» WHAT YOU ARE ASKED TO DO: Copy out every line below, unchanged, from the line containing "the blue coat" down to the line containing "289,130,327,240", both included.

-- BEGIN ENTRIES --

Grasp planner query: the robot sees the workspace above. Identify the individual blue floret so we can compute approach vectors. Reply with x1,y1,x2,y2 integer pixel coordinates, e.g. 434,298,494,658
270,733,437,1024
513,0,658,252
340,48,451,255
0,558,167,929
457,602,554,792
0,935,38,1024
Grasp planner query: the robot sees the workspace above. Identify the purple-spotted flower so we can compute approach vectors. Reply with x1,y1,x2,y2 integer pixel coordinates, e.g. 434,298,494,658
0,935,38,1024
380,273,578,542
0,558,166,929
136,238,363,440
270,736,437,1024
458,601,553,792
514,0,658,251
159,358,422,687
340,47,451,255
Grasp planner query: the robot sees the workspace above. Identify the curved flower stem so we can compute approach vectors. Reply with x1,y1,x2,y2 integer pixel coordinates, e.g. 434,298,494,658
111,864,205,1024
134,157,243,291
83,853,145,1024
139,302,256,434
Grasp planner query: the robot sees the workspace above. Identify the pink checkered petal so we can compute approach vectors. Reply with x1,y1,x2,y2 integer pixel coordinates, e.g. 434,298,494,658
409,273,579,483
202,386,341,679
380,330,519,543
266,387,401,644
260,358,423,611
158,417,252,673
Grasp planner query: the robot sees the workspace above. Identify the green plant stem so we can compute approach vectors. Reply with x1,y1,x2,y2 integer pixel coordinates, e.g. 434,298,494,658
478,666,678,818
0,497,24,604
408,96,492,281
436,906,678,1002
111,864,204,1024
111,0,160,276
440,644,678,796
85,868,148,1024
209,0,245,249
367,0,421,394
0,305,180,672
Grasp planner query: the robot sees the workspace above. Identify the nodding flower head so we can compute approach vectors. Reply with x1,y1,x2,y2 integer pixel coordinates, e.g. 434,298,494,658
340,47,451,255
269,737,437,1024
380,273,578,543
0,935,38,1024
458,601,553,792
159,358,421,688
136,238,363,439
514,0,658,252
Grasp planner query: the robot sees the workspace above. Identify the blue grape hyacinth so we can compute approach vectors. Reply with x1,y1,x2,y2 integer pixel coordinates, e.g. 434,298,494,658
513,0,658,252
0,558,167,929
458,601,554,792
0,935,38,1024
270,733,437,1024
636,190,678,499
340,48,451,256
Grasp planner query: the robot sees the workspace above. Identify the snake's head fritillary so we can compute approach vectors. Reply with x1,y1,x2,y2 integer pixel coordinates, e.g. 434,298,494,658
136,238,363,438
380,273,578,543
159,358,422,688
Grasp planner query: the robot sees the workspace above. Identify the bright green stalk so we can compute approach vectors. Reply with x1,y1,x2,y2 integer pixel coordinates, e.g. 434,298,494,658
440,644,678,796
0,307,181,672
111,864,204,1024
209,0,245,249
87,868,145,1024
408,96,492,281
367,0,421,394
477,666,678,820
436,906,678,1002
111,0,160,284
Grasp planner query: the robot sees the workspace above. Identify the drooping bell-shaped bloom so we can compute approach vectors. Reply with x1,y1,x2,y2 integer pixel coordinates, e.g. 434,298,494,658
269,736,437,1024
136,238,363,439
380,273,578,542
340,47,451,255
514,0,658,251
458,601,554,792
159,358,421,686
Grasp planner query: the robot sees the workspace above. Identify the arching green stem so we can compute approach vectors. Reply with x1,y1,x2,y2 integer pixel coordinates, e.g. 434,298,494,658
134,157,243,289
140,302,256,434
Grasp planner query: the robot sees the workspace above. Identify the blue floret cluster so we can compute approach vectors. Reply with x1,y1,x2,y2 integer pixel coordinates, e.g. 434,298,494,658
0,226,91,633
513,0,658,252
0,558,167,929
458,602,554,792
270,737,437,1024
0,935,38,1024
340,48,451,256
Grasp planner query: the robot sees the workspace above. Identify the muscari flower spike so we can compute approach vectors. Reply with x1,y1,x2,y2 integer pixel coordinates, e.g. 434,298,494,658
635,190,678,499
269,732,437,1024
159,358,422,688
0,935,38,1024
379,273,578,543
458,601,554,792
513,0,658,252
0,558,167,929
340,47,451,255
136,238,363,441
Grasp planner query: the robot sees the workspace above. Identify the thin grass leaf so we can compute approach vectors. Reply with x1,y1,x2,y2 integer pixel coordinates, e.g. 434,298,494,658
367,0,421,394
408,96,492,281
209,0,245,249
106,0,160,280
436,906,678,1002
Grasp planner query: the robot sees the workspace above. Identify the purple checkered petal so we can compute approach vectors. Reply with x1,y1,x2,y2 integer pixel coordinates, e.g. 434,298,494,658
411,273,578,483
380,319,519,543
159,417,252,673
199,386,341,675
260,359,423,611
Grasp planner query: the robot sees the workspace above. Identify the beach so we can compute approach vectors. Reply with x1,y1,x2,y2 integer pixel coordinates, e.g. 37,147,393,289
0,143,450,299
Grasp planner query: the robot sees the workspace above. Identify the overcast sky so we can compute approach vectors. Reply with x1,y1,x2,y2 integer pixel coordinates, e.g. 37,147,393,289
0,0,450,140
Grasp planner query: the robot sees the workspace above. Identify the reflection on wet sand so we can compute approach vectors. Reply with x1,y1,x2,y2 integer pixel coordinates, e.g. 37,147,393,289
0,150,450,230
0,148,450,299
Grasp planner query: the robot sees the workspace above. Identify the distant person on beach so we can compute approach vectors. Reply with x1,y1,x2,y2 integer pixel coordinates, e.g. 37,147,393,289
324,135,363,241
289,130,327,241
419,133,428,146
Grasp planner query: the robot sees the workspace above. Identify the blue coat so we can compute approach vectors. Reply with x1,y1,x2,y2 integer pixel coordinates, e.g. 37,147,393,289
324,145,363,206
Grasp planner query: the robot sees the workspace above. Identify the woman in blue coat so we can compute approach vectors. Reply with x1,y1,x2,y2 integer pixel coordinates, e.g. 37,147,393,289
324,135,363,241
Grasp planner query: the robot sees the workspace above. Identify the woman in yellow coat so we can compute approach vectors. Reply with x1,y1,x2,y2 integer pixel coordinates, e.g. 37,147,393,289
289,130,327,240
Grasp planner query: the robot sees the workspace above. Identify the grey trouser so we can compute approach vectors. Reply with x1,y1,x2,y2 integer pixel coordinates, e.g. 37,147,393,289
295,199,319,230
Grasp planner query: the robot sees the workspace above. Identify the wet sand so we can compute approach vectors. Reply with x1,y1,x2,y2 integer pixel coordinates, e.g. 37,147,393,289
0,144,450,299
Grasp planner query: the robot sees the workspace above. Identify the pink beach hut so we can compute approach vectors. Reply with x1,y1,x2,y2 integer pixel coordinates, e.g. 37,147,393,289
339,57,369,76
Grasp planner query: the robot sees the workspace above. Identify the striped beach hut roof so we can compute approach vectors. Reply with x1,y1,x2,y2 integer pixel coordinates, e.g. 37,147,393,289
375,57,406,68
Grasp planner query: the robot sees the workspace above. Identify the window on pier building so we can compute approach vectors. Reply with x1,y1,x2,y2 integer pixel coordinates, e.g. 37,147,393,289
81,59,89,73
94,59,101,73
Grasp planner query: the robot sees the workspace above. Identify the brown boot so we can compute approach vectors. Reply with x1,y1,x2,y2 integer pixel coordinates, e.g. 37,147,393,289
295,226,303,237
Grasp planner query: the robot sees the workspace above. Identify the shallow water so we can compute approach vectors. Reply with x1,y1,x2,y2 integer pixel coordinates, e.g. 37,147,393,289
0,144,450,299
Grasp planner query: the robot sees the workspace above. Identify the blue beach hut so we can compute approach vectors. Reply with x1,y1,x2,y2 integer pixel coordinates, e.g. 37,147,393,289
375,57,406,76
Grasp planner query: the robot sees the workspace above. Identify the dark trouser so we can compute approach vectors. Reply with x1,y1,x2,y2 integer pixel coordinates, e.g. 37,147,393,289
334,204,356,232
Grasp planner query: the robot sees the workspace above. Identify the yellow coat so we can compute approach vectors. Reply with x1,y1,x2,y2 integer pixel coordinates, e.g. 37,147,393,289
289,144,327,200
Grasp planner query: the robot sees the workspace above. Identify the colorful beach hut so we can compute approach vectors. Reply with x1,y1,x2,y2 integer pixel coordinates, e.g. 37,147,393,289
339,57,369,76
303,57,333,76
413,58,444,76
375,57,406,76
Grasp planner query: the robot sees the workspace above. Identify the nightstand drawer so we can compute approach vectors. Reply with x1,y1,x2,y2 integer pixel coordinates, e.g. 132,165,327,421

-- END ENTRIES --

» EXERCISE RESPONSE:
Grasp planner query: the robot sees the workspace above. Identify the blue coat so we can compute approach vectors. Reply with x1,y1,x2,y2 integer pixel coordinates, e.g. 37,147,393,289
324,145,363,206
Grasp planner query: the robot sees the workspace above. Identify the woman in blue coat so we can compute approach vectors. Reply with x1,y1,x2,y2 integer pixel coordinates, e.g. 37,147,393,289
324,135,363,241
Grasp planner query: the robot sees the workspace above. Identify the woman in yellow coat so we can compute approach vectors. Reply with x1,y1,x2,y2 integer pixel coordinates, e.g. 37,147,393,289
289,130,327,240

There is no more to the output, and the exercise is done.